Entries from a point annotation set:
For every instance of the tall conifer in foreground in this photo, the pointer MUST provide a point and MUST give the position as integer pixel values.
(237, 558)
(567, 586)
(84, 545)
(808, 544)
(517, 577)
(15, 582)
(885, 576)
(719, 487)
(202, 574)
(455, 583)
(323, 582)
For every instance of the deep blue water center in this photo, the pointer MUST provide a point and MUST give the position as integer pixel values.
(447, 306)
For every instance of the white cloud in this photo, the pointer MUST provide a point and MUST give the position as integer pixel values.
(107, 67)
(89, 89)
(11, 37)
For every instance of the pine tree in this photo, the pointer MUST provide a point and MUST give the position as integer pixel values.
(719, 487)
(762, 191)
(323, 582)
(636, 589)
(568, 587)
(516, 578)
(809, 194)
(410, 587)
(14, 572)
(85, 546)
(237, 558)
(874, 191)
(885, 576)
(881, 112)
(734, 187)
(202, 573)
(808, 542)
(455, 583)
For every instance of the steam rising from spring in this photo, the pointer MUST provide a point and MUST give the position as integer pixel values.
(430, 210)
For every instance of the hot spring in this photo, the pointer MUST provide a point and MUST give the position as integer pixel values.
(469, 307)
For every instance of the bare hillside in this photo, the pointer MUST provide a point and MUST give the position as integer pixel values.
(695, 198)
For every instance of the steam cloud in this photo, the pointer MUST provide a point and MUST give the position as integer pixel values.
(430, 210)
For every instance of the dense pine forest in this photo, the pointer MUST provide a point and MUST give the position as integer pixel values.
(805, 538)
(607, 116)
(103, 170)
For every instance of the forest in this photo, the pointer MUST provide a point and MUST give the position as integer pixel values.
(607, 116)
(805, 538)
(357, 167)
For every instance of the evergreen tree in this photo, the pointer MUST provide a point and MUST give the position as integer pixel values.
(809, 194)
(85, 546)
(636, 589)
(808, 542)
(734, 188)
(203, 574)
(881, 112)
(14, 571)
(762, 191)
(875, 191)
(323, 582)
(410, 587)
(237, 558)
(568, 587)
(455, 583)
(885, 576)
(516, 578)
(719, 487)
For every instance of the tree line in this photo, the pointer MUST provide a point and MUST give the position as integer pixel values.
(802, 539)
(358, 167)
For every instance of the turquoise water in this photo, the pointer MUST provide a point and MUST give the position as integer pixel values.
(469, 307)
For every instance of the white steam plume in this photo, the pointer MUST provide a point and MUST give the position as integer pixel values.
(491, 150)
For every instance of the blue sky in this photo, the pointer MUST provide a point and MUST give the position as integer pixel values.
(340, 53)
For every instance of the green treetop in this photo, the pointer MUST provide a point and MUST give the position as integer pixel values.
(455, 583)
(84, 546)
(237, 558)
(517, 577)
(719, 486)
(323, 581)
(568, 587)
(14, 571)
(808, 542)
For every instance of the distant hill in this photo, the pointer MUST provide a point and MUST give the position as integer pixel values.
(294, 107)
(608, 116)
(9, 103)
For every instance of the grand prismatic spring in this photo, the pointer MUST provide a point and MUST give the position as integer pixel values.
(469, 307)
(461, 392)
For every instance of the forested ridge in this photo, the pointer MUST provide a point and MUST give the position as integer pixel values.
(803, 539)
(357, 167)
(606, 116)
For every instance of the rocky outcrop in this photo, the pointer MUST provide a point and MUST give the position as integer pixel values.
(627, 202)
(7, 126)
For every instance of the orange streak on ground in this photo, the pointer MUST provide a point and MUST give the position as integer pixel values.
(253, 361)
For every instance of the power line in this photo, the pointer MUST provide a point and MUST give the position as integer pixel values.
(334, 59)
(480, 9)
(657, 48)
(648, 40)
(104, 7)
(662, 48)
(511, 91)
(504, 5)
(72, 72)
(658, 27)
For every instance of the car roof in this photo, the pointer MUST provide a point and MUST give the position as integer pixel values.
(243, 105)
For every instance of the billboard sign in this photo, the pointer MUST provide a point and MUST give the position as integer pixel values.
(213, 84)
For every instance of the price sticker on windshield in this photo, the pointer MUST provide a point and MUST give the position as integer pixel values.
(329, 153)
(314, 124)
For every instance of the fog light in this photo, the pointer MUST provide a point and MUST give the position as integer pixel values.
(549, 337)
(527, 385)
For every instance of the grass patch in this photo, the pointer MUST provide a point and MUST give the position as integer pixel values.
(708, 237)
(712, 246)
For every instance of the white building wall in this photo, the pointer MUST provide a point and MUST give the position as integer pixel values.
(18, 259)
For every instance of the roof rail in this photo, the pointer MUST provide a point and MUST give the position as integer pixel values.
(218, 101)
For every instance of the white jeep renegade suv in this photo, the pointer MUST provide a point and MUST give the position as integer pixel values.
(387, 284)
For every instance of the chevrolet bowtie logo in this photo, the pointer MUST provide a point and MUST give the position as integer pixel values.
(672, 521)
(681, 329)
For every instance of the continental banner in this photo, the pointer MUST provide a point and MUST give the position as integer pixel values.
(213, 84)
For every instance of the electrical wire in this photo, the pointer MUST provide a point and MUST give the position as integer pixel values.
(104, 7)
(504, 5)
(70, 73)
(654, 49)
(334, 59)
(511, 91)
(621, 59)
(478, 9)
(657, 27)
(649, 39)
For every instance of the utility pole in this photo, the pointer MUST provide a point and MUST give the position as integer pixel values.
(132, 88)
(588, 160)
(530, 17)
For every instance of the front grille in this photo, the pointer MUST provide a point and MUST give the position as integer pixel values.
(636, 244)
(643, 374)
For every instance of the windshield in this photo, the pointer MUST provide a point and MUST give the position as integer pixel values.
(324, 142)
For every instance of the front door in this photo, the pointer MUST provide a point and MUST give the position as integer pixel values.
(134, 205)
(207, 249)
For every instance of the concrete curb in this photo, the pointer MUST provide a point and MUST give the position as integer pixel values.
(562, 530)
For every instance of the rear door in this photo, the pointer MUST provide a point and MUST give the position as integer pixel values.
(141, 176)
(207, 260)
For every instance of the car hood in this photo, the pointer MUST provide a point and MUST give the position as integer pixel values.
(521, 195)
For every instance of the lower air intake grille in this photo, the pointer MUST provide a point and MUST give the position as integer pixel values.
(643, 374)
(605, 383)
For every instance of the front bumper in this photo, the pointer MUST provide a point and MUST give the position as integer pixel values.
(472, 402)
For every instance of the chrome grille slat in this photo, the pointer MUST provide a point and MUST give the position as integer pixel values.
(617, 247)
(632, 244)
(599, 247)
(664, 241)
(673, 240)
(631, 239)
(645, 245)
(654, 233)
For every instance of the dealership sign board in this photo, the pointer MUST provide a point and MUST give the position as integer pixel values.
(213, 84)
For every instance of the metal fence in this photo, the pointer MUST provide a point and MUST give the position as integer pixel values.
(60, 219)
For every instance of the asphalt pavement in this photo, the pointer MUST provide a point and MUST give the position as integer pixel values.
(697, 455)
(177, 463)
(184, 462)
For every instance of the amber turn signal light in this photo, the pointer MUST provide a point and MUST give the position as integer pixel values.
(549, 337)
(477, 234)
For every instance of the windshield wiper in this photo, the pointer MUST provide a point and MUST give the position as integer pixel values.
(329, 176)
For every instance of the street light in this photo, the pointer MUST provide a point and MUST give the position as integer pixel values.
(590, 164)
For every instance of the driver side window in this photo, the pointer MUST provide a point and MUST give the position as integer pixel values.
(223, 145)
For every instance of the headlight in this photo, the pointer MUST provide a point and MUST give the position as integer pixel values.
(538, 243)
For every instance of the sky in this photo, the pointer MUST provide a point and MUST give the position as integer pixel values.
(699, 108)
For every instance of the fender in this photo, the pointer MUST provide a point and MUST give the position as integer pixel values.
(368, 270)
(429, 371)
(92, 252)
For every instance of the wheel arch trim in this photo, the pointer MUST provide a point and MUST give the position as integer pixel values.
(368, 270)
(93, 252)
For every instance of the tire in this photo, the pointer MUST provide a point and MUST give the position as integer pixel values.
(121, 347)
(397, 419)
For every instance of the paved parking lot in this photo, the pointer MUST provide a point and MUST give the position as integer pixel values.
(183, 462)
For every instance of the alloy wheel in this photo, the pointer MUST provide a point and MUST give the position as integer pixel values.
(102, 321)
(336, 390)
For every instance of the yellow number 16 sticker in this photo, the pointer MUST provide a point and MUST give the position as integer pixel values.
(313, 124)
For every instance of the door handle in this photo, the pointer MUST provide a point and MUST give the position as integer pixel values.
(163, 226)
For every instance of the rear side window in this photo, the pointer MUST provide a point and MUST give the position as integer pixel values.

## Required work
Reproduce the data without any change, from the line containing "For every instance of the tire" through the final line of the data, with both ends included.

## Response below
For every instance of the tire in this photo, the pointer MUST provide a point and MUST give the position as integer pixel values.
(121, 347)
(397, 419)
For every instance of the paved parking lot in this photo, the pointer MUST provide a point and MUST give the position as integer pixel values.
(183, 462)
For every instance of the alloy wheel in this photo, the pointer MUST provide a point and MUST give the position as integer pixel values.
(102, 321)
(336, 390)
For every instance of the yellow number 16 sticker in this photo, the pointer MUST provide a point and MUST give the position as integer pixel values.
(313, 124)
For every instance of the door handle in this photo, the pointer MUST provide a point and MUST give the position as integer pixel values.
(163, 226)
For every instance of the rear side window in this photo, the pointer MUST provide a point and MUST give the position as integer pixel values.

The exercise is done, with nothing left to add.